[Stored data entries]
= = = = =

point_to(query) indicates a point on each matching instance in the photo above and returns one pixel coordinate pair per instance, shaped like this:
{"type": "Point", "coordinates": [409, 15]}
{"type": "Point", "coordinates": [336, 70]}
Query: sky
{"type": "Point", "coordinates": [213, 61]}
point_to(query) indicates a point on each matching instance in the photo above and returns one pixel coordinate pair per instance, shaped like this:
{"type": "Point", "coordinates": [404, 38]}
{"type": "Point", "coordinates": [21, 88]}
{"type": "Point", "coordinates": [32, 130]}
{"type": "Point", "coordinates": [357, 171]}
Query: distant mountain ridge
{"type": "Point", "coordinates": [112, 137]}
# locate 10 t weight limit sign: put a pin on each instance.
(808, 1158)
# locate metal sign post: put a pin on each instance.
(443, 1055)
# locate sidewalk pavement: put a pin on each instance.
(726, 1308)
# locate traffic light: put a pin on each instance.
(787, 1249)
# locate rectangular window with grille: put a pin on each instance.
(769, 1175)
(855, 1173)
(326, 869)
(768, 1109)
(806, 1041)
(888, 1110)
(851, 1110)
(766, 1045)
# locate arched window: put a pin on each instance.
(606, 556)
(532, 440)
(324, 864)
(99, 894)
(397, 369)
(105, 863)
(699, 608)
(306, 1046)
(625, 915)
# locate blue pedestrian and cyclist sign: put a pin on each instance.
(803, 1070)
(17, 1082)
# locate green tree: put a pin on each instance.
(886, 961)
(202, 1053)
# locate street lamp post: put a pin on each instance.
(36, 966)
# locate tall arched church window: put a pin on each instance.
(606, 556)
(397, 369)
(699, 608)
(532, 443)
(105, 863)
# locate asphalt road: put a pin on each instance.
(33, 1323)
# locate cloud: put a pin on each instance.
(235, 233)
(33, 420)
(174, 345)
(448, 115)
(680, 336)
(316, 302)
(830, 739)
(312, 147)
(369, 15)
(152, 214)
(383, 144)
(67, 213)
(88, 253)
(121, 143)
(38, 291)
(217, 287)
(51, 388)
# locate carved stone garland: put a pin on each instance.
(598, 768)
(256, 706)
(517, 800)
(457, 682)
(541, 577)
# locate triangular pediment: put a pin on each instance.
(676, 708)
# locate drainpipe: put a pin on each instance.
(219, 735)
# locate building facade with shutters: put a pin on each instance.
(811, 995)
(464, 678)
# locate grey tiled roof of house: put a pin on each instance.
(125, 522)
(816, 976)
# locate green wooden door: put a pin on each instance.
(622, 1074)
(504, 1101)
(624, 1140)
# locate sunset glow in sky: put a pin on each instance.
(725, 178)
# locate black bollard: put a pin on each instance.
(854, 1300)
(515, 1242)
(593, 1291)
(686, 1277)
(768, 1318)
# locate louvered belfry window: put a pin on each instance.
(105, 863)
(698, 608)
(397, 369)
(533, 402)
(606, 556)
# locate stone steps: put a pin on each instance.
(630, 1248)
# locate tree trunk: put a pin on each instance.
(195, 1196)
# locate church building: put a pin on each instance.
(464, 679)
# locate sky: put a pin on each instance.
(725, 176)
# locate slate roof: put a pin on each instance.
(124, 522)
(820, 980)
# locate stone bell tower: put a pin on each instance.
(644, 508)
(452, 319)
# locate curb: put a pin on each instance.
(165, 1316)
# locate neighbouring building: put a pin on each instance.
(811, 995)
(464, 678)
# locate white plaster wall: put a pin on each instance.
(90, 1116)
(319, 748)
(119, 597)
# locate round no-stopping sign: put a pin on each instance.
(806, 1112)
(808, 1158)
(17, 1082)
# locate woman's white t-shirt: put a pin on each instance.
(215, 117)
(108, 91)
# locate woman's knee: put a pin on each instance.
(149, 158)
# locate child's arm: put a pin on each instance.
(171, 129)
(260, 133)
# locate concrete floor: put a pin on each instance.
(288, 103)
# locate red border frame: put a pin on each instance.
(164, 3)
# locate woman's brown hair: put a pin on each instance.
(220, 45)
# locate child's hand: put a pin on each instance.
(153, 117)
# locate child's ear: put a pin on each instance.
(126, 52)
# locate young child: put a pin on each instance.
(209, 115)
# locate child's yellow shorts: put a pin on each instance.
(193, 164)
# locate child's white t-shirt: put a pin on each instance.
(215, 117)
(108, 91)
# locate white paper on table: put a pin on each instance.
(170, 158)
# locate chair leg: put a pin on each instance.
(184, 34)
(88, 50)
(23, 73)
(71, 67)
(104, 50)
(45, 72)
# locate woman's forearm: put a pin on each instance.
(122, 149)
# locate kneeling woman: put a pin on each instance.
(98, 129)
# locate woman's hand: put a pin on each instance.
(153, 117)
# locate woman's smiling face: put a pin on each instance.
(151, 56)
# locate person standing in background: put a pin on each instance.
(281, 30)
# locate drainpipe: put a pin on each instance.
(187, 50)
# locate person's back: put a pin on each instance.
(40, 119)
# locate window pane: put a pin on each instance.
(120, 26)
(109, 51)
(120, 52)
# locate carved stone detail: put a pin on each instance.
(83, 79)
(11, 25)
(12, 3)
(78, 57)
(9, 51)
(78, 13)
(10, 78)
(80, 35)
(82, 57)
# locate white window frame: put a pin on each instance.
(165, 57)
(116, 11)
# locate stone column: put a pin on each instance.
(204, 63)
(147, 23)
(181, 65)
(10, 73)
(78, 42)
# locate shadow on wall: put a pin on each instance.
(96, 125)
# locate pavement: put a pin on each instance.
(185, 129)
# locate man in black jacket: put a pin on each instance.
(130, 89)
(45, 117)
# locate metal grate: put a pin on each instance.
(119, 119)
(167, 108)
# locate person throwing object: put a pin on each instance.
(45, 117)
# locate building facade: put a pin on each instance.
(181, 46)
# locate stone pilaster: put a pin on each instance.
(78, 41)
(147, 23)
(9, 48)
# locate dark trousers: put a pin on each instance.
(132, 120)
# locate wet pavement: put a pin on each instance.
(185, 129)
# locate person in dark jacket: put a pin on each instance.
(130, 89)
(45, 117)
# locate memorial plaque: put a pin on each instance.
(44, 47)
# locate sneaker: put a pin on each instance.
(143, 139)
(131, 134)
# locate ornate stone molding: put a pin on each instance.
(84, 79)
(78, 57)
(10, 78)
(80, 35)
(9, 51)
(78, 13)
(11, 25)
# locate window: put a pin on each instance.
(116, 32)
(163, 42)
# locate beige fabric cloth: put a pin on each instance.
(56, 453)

= = = = =

Work task — Repeat the data in its entirety, exactly as written.

Expected answer —
point_to(query) indicates a point on each matching instance in the photo above and returns one pixel coordinate pair per instance, shaped like this:
{"type": "Point", "coordinates": [409, 15]}
{"type": "Point", "coordinates": [336, 70]}
Query: sky
{"type": "Point", "coordinates": [213, 61]}
point_to(query) indicates a point on each matching instance in the photo above and returns one pixel coordinate pair per instance, shaped like this:
{"type": "Point", "coordinates": [404, 38]}
{"type": "Point", "coordinates": [21, 88]}
{"type": "Point", "coordinates": [32, 130]}
{"type": "Point", "coordinates": [357, 171]}
Query: distant mountain ridge
{"type": "Point", "coordinates": [112, 137]}
# locate 10 t weight limit sign: put a pin on each instance.
(808, 1158)
# locate metal sign post: put a pin on each instance.
(443, 1055)
# locate sidewalk pavement: put a pin on each instance.
(726, 1308)
# locate traffic light: put a pin on each instance.
(787, 1249)
# locate rectangular window with grille: put a pin on each instance.
(769, 1175)
(855, 1173)
(326, 869)
(768, 1109)
(806, 1041)
(888, 1110)
(851, 1110)
(766, 1045)
# locate arched window: put a pin on each instance.
(606, 556)
(532, 440)
(324, 864)
(99, 894)
(397, 369)
(105, 863)
(699, 608)
(306, 1046)
(625, 915)
# locate blue pedestrian and cyclist sign: put a pin on each instance.
(803, 1070)
(17, 1082)
# locate green tree: put a pin on each instance.
(886, 961)
(202, 1053)
# locate street lamp post: put a pin on each instance.
(36, 966)
# locate tall arched church window: put a pin on each instance.
(606, 556)
(397, 369)
(699, 608)
(532, 443)
(105, 863)
# locate asphalt road: put a pin on each instance.
(33, 1323)
# locate cloud: put a pin on each instance.
(235, 233)
(33, 420)
(174, 345)
(448, 115)
(680, 336)
(316, 302)
(830, 739)
(312, 147)
(369, 15)
(152, 214)
(383, 144)
(67, 213)
(88, 253)
(121, 143)
(38, 291)
(217, 287)
(51, 388)
# locate carved stone garland: put a pin on each instance.
(598, 768)
(256, 706)
(517, 800)
(457, 682)
(541, 577)
# locate triangular pediment: put a pin on each instance.
(676, 708)
# locate drainpipe: put a pin on each instance.
(219, 735)
# locate building facade with shutters: put a pin on each instance.
(811, 995)
(464, 678)
# locate grey tiled roof of house: put a pin on each instance.
(125, 522)
(816, 976)
# locate green wooden door: put a pin on each instance.
(622, 1074)
(504, 1101)
(624, 1140)
# locate sunset glow in sky: put a pin on each instance.
(725, 178)
# locate black bollard: put a pin on each instance.
(854, 1300)
(515, 1242)
(593, 1291)
(686, 1277)
(768, 1318)
# locate louvered belfry window: put a pin on each instance.
(105, 863)
(698, 608)
(397, 369)
(533, 402)
(606, 556)
# locate stone steps: put a pin on each instance.
(630, 1248)
# locate tree trunk: put a pin on each instance.
(195, 1196)
# locate church building: put a pin on each instance.
(464, 679)
# locate sky: put a pin on each instance.
(725, 176)
# locate slate roof: put a pin on each instance.
(124, 522)
(820, 980)
# locate stone bell tower: put a pin on each instance.
(644, 508)
(452, 319)
# locate curb: put a pin on each instance.
(165, 1316)
# locate neighbouring building: put a pin on each instance.
(811, 995)
(464, 678)
# locate white plaster wall: put a pin on each instance.
(90, 1116)
(319, 748)
(119, 597)
# locate round no-stopping sign: put a pin on each instance.
(806, 1112)
(808, 1158)
(17, 1082)
# locate woman's white t-shirt: put a pin on each instance.
(215, 117)
(108, 91)
# locate woman's knee: put a pin on each instance.
(149, 158)
# locate child's arm: put a pin on each instance.
(171, 129)
(260, 133)
# locate concrete floor: put a pin on each instance.
(288, 103)
# locate red border frame: put a pin on each instance.
(164, 3)
# locate woman's brown hair: put a pin on each instance.
(220, 45)
# locate child's hand: put a pin on each instance.
(153, 117)
# locate child's ear: put a pin on each instance.
(126, 52)
# locate young child: put a pin on each instance.
(209, 115)
# locate child's yellow shorts: put a pin on each instance.
(193, 164)
# locate child's white t-shirt: put a pin on each instance.
(215, 117)
(108, 91)
# locate white paper on table: put a pin on each instance.
(170, 158)
# locate chair leg: put a pin on each instance.
(184, 34)
(88, 50)
(23, 73)
(71, 67)
(104, 50)
(45, 72)
# locate woman's forearm: put a pin on each instance.
(122, 149)
# locate kneeling woman: put a pin on each instance.
(98, 129)
# locate woman's hand: put a pin on each instance.
(153, 117)
# locate woman's smiling face: put a pin on each instance.
(151, 56)
# locate person standing in background: put a pin on each instance.
(281, 30)
# locate drainpipe: put a pin on each instance.
(187, 50)
# locate person's back: put a pin on each instance.
(40, 119)
# locate window pane: put a pin on each instance.
(120, 26)
(109, 51)
(120, 52)
# locate carved stone detail: put a pin on each instance.
(83, 79)
(11, 25)
(12, 3)
(78, 57)
(9, 51)
(78, 13)
(10, 78)
(80, 35)
(82, 57)
# locate white window frame: put a pin on each instance.
(165, 57)
(116, 11)
# locate stone column: put a pin on each instance.
(204, 63)
(147, 23)
(181, 65)
(10, 73)
(78, 42)
# locate shadow on wall: put a pin on each instance.
(96, 125)
# locate pavement: put a pin on each instance.
(185, 129)
# locate man in black jacket: put a pin on each instance.
(130, 89)
(45, 117)
# locate metal grate: put a pin on each instance.
(119, 119)
(167, 108)
# locate person throwing object: put a pin on each instance.
(45, 117)
# locate building facade: put a pin on each instance.
(181, 46)
# locate stone pilaster: put a pin on each instance.
(78, 41)
(147, 23)
(9, 48)
# locate dark trousers: put a pin on each instance.
(132, 120)
# locate wet pavement: put a pin on each instance.
(185, 129)
# locate person in dark jacket: put a pin on each instance.
(130, 89)
(45, 117)
# locate memorial plaque: put a pin on each instance.
(44, 47)
# locate sneaker: put a pin on each instance.
(143, 139)
(131, 134)
# locate ornate stone molding: put a pin on each instance.
(84, 79)
(78, 57)
(10, 78)
(80, 35)
(9, 51)
(78, 13)
(11, 25)
# locate window: put a pin on each instance.
(116, 32)
(163, 42)
# locate beige fabric cloth: put a pin on each instance.
(56, 453)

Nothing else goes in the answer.